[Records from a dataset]
-*-

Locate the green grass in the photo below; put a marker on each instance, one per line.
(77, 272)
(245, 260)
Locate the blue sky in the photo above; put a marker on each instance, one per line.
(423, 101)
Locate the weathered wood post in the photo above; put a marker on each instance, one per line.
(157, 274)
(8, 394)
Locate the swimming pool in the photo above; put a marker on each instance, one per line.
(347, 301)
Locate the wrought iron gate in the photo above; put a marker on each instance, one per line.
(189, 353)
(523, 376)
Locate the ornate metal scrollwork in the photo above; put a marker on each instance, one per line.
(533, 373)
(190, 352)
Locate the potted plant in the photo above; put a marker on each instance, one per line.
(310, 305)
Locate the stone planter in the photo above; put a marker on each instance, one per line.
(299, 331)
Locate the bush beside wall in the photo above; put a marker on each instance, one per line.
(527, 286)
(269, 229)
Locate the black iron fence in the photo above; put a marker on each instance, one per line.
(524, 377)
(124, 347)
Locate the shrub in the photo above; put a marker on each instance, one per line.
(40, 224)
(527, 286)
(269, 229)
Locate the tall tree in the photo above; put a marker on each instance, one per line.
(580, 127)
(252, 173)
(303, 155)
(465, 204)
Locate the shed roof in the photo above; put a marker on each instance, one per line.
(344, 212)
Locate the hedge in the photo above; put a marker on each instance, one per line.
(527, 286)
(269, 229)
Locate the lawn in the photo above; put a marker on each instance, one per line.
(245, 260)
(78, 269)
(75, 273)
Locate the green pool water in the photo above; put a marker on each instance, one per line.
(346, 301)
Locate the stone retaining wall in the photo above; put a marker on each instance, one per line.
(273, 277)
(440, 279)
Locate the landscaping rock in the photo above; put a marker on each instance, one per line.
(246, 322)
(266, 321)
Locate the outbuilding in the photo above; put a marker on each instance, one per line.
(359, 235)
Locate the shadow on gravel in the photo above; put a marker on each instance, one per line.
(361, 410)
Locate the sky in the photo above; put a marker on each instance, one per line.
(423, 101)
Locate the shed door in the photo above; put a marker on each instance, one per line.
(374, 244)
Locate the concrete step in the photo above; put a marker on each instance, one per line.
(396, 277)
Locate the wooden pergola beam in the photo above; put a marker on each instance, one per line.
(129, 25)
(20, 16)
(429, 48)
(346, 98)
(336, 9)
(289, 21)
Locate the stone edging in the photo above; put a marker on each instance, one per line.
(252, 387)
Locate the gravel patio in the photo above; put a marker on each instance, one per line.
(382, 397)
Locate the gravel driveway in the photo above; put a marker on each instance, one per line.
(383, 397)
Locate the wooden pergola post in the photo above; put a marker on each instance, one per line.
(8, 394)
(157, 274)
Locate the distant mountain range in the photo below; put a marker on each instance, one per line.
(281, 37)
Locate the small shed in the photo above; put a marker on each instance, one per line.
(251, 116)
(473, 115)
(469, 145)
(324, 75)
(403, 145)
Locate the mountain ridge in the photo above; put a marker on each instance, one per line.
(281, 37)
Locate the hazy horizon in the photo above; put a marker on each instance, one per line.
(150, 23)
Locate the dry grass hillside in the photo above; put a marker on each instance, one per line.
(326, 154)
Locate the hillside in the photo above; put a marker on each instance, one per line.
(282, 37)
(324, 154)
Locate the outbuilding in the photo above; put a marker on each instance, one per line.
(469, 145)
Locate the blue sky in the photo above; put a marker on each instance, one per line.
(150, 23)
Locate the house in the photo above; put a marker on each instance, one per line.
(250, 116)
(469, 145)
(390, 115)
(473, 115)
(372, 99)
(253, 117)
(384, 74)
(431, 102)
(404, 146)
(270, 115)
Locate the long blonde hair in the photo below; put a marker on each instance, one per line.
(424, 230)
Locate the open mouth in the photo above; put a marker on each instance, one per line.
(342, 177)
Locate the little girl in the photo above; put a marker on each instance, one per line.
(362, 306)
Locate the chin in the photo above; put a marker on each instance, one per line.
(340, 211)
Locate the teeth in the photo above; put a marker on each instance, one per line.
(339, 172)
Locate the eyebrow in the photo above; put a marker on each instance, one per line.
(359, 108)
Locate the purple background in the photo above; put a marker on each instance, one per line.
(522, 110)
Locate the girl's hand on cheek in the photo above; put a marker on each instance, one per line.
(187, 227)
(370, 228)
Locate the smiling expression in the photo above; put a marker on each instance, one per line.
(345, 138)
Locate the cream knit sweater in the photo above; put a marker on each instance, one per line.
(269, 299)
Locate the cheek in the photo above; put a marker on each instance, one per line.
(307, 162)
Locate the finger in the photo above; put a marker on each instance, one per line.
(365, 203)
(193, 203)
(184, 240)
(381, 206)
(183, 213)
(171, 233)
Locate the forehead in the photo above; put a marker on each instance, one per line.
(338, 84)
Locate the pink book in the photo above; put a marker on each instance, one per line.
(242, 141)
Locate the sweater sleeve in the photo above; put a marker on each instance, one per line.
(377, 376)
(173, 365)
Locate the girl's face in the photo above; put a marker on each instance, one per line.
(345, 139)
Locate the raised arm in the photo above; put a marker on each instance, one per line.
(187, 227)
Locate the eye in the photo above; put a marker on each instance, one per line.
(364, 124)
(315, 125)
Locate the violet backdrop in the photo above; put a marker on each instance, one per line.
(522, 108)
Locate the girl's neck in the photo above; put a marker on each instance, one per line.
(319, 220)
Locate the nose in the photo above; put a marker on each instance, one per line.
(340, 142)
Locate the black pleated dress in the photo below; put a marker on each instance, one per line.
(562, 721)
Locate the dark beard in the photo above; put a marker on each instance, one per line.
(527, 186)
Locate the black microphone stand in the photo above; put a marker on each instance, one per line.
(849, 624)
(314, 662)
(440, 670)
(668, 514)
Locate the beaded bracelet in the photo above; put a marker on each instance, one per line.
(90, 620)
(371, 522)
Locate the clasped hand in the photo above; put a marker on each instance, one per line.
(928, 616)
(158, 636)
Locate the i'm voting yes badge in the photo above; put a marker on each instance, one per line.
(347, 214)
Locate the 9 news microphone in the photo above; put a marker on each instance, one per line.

-*-

• INSTRUCTION: Write out the entries in full, exactly as given.

• COMPLETE OUTPUT:
Locate the green grass in the photo below; put a marker on each instance, one per line.
(77, 272)
(245, 260)
Locate the blue sky in the photo above; put a marker on each instance, one per line.
(423, 101)
Locate the weathered wood post in the photo above; put a marker on each instance, one per line.
(157, 274)
(8, 394)
Locate the swimming pool in the photo above; put a marker on each instance, one per line.
(347, 301)
Locate the wrought iron gate in the photo above; put a marker on each instance, one per line.
(189, 353)
(523, 376)
Locate the ornate metal scrollwork in the photo above; put a marker on each instance, one per line.
(533, 373)
(190, 352)
Locate the potted plant in the photo above; put a marker on each instance, one per line.
(310, 305)
Locate the stone planter in the photo above; put a marker on each instance, one per line.
(299, 331)
Locate the bush beside wall in the photo above; put a marker on each instance, one per line.
(527, 286)
(269, 229)
Locate the black iron fence in the photo above; put a marker on each instance, one per line.
(524, 377)
(124, 347)
Locate the shrub in the photo above; put a marker on each instance, one per line.
(40, 224)
(527, 286)
(269, 229)
Locate the tall tree in the photo above; put a marker on each instance, one per line.
(580, 127)
(252, 173)
(303, 155)
(465, 204)
Locate the shed roof in the photo above; put a marker on each instance, one per line.
(344, 212)
Locate the hedge in the photo above; put a marker on each instance, one per line.
(527, 286)
(269, 229)
Locate the lawn in the photo above; put a marker on each instance, one per line.
(245, 260)
(78, 269)
(75, 273)
Locate the green pool water in the photo above; put a marker on each instance, one per line.
(346, 301)
Locate the stone retaining wall in the photo above; put a marker on each instance, one per line.
(273, 277)
(440, 279)
Locate the landscaping rock in the photo above; put a marker on each instance, one per line.
(246, 322)
(266, 321)
Locate the outbuilding in the photo above; put a marker on each instance, one per line.
(359, 235)
Locate the shadow on gravel in the photo above; put a marker on each instance, one per line.
(361, 410)
Locate the sky in the photo above; put a marker on each instance, one per line.
(423, 101)
Locate the shed door in the photo above; put a marker on each instance, one per line.
(374, 244)
Locate the concrete step in the photo above; put a marker on each instance, one per line.
(396, 277)
Locate the wooden pergola beam in the photo above; put a marker on each instance, one per line.
(129, 25)
(20, 16)
(429, 48)
(346, 98)
(336, 9)
(289, 21)
Locate the stone edging in the photo above; put a marker on each instance, one per line.
(252, 387)
Locate the gravel patio in the photo above; put a marker on each instance, one per line.
(382, 397)
Locate the gravel driveway in the photo above; put a marker on each instance, one per line.
(383, 397)
Locate the wooden pergola post in the photo above; put a marker on each instance, one per line.
(8, 394)
(157, 274)
Locate the distant mountain range in the photo below; put a marker on each instance, one per line.
(281, 37)
Locate the small shed in the photo above; put a marker on each instance, one per line.
(251, 116)
(473, 115)
(469, 145)
(324, 75)
(403, 145)
Locate the mountain ridge in the photo above; put a marker on each instance, one per line.
(281, 37)
Locate the hazy horizon in the photo above; put a marker on each instance, one per line.
(150, 23)
Locate the dry grass hillside in the photo above; put a marker on each instance, one per line.
(326, 154)
Locate the hillside in the photo above; put a marker on each instance, one per line.
(282, 37)
(324, 154)
Locate the outbuilding in the photo above; put a marker on each instance, one per line.
(469, 145)
Locate the blue sky in the photo above; put a marker on each instance, one per line.
(150, 23)
Locate the house in the photo above; put a marker on each instance, one per line.
(250, 116)
(469, 145)
(390, 115)
(473, 115)
(372, 99)
(253, 117)
(384, 74)
(431, 102)
(404, 146)
(270, 115)
Locate the long blonde hair in the photo below; put a marker on each instance, one per line.
(424, 230)
Locate the open mouth in the photo above; put a marker on each instance, one per line.
(342, 177)
Locate the little girl in the photo above; put a marker on each instance, one per line.
(362, 306)
Locate the chin in the photo above; put a marker on each instance, one per line.
(340, 211)
Locate the teeth in the photo above; put a marker on each instance, one per line.
(339, 172)
Locate the eyebrow in the photo above; put a marker on each instance, one per line.
(359, 108)
Locate the purple background in the photo above; put a marker on each instance, one per line.
(522, 110)
Locate the girl's hand on cheek in the photo above; put a marker on each instance, one per line.
(187, 227)
(370, 228)
Locate the smiling expression in the photo above; put a marker on each instance, one per line.
(345, 138)
Locate the cream knit sweater in the photo above; put a marker on each instance, one per line.
(269, 299)
Locate the cheek in the photo above; put a marker on each instance, one per line.
(307, 162)
Locate the finger in the photo above; put a marker on each instance, one per line.
(365, 203)
(193, 203)
(184, 240)
(381, 206)
(183, 213)
(171, 233)
Locate the forehead in the photo above; put a marker on each instance, one per line.
(338, 84)
Locate the pink book in the photo above; put a marker on each instance, one per line.
(242, 141)
Locate the sweater sleeve in the photo above; put a marker on each instance, one per line.
(377, 376)
(173, 365)
Locate the girl's face in the photo above; put a marker on each instance, one per line.
(345, 139)
Locate the raised arm in the photo above; put a marker on each instance, one per line.
(187, 227)
Locate the eye in the photo above; put a marker on each instance, one per line.
(364, 124)
(315, 125)
Locate the violet backdrop in the photo above; put a marker on each instance, one per line.
(522, 108)
Locate the girl's neck in the photo above; put a marker on each instance, one per line.
(319, 220)
Locate the nose in the photo above; put a marker on each instance, one per line.
(340, 142)
Locate the black pleated dress in the photo below; put a marker on each instance, one per line.
(562, 721)
Locate the dark beard in the photo above; put a marker on each instance, one per line.
(527, 186)
Locate the black microphone stand in the photo above; put a marker on each instance, one per line.
(849, 624)
(314, 662)
(440, 670)
(668, 514)
Locate the beaded bracelet in the photo above; put a marker on each instance, one per line.
(90, 620)
(371, 522)
Locate the clasped hand in the photo above; put a marker on each instance, one per line.
(928, 616)
(158, 636)
Locate the i'm voting yes badge in the photo above; put a marker on each instance, one per line.
(347, 214)
Locate the 9 news microphone in the photo above; put a marker on each instance, one per line.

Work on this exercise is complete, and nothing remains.